→ Records shown:

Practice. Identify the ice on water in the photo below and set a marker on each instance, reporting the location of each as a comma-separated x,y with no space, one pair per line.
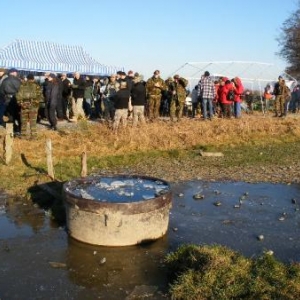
120,190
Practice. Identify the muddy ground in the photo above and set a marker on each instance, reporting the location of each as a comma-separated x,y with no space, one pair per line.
38,260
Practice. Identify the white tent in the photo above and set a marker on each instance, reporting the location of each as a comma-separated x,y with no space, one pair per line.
254,75
38,56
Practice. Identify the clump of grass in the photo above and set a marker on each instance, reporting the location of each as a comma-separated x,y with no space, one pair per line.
217,272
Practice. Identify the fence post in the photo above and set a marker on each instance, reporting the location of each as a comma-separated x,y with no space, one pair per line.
84,164
9,135
49,159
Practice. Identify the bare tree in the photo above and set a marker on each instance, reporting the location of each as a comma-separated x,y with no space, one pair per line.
289,42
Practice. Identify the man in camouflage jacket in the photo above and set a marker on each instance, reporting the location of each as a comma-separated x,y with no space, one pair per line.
155,86
29,107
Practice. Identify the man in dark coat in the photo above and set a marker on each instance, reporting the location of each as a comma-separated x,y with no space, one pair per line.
78,88
121,100
138,100
8,90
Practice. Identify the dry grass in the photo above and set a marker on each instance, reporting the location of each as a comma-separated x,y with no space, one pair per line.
100,143
216,272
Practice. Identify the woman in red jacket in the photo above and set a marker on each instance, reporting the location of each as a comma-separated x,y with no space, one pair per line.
226,105
238,90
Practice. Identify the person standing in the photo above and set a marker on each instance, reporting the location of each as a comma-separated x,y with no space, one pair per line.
138,100
279,98
52,95
78,87
3,75
224,88
238,91
28,98
267,96
195,101
9,88
121,100
208,92
154,87
88,95
178,97
66,93
110,91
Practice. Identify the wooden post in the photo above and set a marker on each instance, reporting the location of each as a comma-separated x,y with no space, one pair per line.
83,164
49,159
9,138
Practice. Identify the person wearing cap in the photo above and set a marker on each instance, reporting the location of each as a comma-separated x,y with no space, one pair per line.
178,97
138,100
155,87
109,93
8,89
3,75
28,98
66,93
121,100
78,88
52,95
208,92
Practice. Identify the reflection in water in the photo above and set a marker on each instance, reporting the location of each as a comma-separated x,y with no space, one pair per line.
117,269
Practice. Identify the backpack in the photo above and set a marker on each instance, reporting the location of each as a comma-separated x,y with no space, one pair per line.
230,95
27,92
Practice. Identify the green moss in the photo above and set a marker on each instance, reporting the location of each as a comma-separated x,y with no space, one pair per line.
216,272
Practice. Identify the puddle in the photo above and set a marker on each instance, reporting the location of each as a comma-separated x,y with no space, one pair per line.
117,189
232,214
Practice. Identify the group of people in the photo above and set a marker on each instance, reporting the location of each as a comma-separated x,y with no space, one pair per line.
122,96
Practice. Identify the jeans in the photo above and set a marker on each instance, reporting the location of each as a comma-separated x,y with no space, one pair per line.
207,102
87,104
237,109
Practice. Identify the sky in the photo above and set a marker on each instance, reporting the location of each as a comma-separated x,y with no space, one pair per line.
159,34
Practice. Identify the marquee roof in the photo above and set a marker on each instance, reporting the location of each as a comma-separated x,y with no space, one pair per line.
38,56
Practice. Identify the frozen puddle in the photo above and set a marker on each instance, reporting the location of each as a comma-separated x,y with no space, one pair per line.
119,189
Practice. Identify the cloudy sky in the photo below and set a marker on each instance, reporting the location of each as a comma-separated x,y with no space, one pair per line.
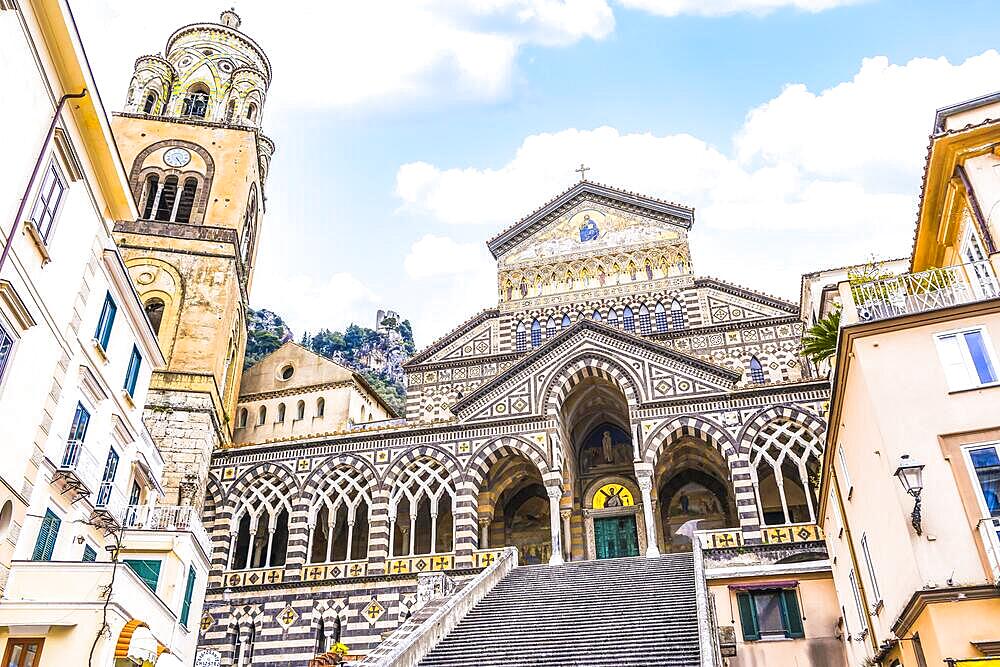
410,131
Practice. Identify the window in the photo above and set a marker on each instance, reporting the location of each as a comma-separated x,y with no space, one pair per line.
107,321
148,571
6,347
676,315
871,568
520,337
132,375
645,328
967,359
985,462
188,594
50,196
81,419
47,534
23,652
660,314
770,614
628,320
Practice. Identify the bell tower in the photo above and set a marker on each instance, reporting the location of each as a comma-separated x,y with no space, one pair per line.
190,138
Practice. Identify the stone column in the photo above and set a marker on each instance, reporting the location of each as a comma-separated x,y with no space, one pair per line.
644,475
567,534
555,494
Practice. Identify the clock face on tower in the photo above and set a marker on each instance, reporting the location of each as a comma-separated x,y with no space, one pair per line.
177,157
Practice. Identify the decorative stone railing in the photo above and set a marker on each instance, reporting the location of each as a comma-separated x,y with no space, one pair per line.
727,538
919,292
415,638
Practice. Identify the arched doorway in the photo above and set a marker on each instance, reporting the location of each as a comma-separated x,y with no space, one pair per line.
693,493
514,510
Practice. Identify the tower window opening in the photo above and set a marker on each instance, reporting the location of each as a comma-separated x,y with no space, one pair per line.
186,202
168,196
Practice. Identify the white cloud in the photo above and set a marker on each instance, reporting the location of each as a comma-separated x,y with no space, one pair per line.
725,7
817,179
441,255
309,305
344,54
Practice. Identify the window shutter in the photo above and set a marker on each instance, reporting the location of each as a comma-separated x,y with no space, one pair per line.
47,534
793,616
748,617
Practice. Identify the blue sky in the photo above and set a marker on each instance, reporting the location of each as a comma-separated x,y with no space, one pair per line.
410,132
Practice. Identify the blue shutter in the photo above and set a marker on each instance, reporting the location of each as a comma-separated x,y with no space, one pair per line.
46,542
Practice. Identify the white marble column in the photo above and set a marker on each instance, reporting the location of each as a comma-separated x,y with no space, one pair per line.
555,494
646,487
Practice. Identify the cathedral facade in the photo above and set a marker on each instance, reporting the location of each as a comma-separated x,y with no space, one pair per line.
609,405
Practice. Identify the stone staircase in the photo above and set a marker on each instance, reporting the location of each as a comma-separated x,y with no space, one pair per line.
634,612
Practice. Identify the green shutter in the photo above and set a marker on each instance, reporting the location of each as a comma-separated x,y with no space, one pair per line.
793,617
148,571
748,617
47,534
188,593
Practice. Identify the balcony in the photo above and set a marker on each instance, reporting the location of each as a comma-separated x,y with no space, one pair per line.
78,469
925,291
989,531
167,518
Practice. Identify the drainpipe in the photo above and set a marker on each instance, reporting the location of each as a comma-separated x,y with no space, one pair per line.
34,173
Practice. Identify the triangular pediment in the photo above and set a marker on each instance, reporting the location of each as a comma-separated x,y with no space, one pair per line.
652,372
588,217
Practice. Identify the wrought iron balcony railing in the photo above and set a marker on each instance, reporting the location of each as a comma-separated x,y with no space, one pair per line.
928,290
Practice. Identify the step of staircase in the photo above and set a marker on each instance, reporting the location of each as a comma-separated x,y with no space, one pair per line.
632,612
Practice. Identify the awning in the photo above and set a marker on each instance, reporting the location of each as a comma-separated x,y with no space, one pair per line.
137,643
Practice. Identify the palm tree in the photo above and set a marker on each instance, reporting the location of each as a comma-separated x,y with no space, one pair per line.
820,342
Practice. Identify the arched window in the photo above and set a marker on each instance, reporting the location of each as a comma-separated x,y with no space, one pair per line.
186,202
154,311
150,190
645,326
660,315
420,510
338,522
260,538
628,320
785,457
520,337
150,103
196,101
165,209
676,315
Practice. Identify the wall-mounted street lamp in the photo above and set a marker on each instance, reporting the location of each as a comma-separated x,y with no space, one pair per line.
910,474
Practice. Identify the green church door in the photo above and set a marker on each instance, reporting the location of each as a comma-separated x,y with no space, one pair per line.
616,537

→ Work required:
The data above needs to be retyped exactly, with the images left out.

→ Output for this exercise:
Practice. Identify the ice on water in the photo below and set a marker on each instance, reporting the location of each as a comma-separated x,y with no space, one pair per line.
120,190
Practice. Identify the muddy ground in the photo above and set a marker on each instance, reporting the location of each as a comma-separated x,y with no space, one pair per line.
38,260
Practice. Identify the white tent in the photo above and set a marker on each instance, reporting the location of each as a comma-separated x,y with no space, one pair per line.
254,75
38,56
Practice. Identify the clump of grass in the photo above and set a marker on each instance, reporting the location of each as a comma-separated x,y with no space, one pair per line.
217,272
Practice. Identify the fence post in the photo above and set a marker on each instance, reporting the location of each as a comma-separated x,y with no space, one pair per line.
84,164
9,135
49,159
Practice. Identify the bare tree in the photo above and set a marker on each instance, reporting the location of each as a comma-separated x,y with no space, one pair per line.
289,42
Practice. Identify the man in camouflage jacket in the photo above and set a marker on each instance, reporting the location of each as a comma-separated x,y with no space, one pair per line.
155,86
29,107
Practice. Identify the man in dark coat in the photo above and set a marker on each instance, reporting the location of each as a comma-separated x,y with no space, one pair per line.
78,88
121,100
138,100
8,90
Practice. Identify the dry grass in the photo above and set a marker on each instance, reporting the location of each as a comma-separated x,y with no space, one pair per line.
100,143
216,272
Practice. Identify the woman in red jacket in the photo above and set a marker on each instance, reporting the location of each as a comma-separated x,y with no space, one pair per line.
226,105
238,90
Practice. Identify the person standing in the photo above and set a marker on each instance, reporting the location of each as a comma-separated x,y with no space, one pair per line.
138,100
279,98
52,95
78,87
3,75
224,88
238,91
28,98
267,96
195,101
9,88
121,100
208,92
154,87
88,95
178,97
66,93
110,91
Practice. Identify the wooden post in the photo above and set a marker on each instance, reporting the location of each as a comma-separated x,y with no space, one pair per line.
83,164
49,159
9,138
Practice. Identify the person wearing cap in the photo above and set a marker on each instance, reporting the location of each as a comma-separated x,y with no space, one pair per line.
178,97
138,100
155,87
109,93
8,89
3,75
28,98
66,93
121,100
78,88
52,95
208,92
Practice. Identify the reflection in water in the photo above and set a marker on each instance, reporting the location of each as a comma-separated x,y with no space, one pair per line.
117,269
Practice. Identify the backpack in the photo above and set a marker on each instance, reporting the location of each as a comma-separated x,y with no space, one pair per line.
230,95
27,92
Practice. Identify the green moss in the photo above and set a marker on each instance, reporting the location of each as a comma-separated x,y with no space, one pair per line.
216,272
Practice. Identify the puddle in the photo above and set a marker on each instance, reporting the location of each as a comma-separated x,y with no space, one pair per line.
117,189
232,214
Practice. Identify the group of people in the photo above and set a marker on each instance, reporting the location of each as a comma-separated x,y with no space, one pair per line.
122,96
Practice. Identify the jeans in the photo above and set a marker on each instance, reporting the location of each as a comma-separated x,y with no space, one pair per line.
207,102
87,104
237,109
Practice. Identify the sky in the photo above and set a marker on each instance, reporting the location of each as a comma-separated x,y with no space, one pair per line.
159,34
Practice. Identify the marquee roof in the photo above and set a marker on each instance, reporting the location of each as a comma-separated x,y with no space, one pair per line.
38,56
Practice. Identify the frozen puddle in the photo above and set a marker on each instance, reporting the location of each as a comma-separated x,y with no space, one pair per line.
119,189
Practice. Identify the cloudy sky in the photo below and set a marker on each instance, reporting the location of each as a comma-separated x,y with no space, one pair per line.
410,131
Practice. Identify the window in the photo above and set a marker on each instance, reporting the location of each as a comma-separated x,y with no space, one pair per line.
107,321
148,571
6,347
676,315
871,568
520,337
132,375
645,328
967,359
985,462
188,594
50,196
81,419
47,534
23,652
660,314
770,614
628,320
Practice. Identify the bell tower in the photo above and set a marker on each instance, reporting the location of each as a comma-separated x,y with no space, one pair per line.
190,138
Practice. Identify the stone column in the photo above and set a marker on each instance, reporting the location of each as a comma-separated x,y with no space, one pair per line.
644,475
567,534
555,494
Practice. Identify the clock face on tower in the photo above and set a marker on each instance, reporting the location of each as a comma-separated x,y with no space, one pair per line.
177,157
Practice. Identify the decorative stone railing in the photo above and set a marker on each instance, reporting the location of each as a comma-separated x,y with no space, one pair per line.
727,538
919,292
415,638
Practice. Identify the arched doorway in the photo above and set a marker on each instance, reporting the location of each as a comma-separated x,y with no space, one pair per line.
693,493
514,510
Practice. Identify the tower window opening in the photo above and set a marker on each instance, reporting the location of each as a comma-separated x,y with no space, one pair per line.
186,202
168,196
Practice. Identify the white cloud in the photo above and set a marker on each instance, reporting the location of each as a comma-separated x,y with no space, one pair per line.
725,7
817,179
441,255
309,305
344,54
Practice. Identify the window shutter in the photo above and set a marker on each instance, reporting the location of each as a comma-separated x,y with no space, one pair per line.
47,534
793,616
748,617
Practice. Identify the blue sky in the photo above and set a marker on each instance, reporting the location of each as a comma-separated x,y with no space, one pair per line.
410,132
Practice. Identify the blue shutter in the photo above and set a marker on each instance, reporting the location of each as a comma-separated x,y with no space, one pair per line.
46,542
Practice. Identify the white marble column in the photo above and set a marker on each instance, reporting the location of each as a comma-separated x,y with no space, one pair per line.
555,494
646,487
Practice. Identify the cathedral facade in the photo above and set a marker on each instance, reporting the location of each as a comma-separated x,y with no space, one pair per line.
609,405
Practice. Identify the stone staircase in the photo above and set a marker on each instance, reporting the location of each as a comma-separated x,y with no space, one pair per line.
634,612
Practice. Identify the green shutter in the photo above and set a marker on each instance, reporting the location of each as a comma-separated x,y with no space, one pair per line.
793,617
148,571
748,617
47,534
188,593
Practice. Identify the balcony in the photo above and set a marker on each instance, reporting the location of each as a comma-separated x,y with no space, one pair per line.
78,469
925,291
989,531
167,518
Practice. Identify the drainpipe in the photo above and set a marker on each instance, reporting the location of each as a comma-separated x,y with no space, one pair per line.
34,173
Practice. Identify the triangular pediment in the photo above and set a marker on each instance, reporting the location of each as a comma-separated x,y with no space, one pair per line.
652,372
588,217
Practice. Identify the wrought iron balcony railing in the photo above and set a marker on each instance, reporting the location of each as a comma-separated x,y with no space, one pair per line.
928,290
Practice. Identify the step of staircase in the photo above and set a marker on each instance, reporting the location of each as a comma-separated x,y with no space, one pair per line.
632,612
Practice. Identify the awning in the photo above and set a marker on each instance, reporting the location of each as a comma-separated x,y with no space, one pair per line.
137,643
Practice. Identify the palm tree in the photo above and set a marker on each instance, reporting the location of each as a comma-separated x,y with no space, one pair per line.
820,342
Practice. Identify the arched window in the photo above and set a marker on each instance, reporting the location of each as a comma-separated x,y with no space, one pair per line.
186,202
154,311
150,190
645,326
660,315
420,510
338,522
260,538
628,320
785,457
520,337
150,103
196,101
165,209
676,315
Practice. Identify the wall-mounted street lamp in the photo above and set a marker on each instance, reporting the location of each as a comma-separated x,y with no space, one pair per line.
910,474
Practice. Identify the green church door in the photo above and set a marker on each instance, reporting the location of each as a comma-separated x,y with no space, one pair per line.
616,537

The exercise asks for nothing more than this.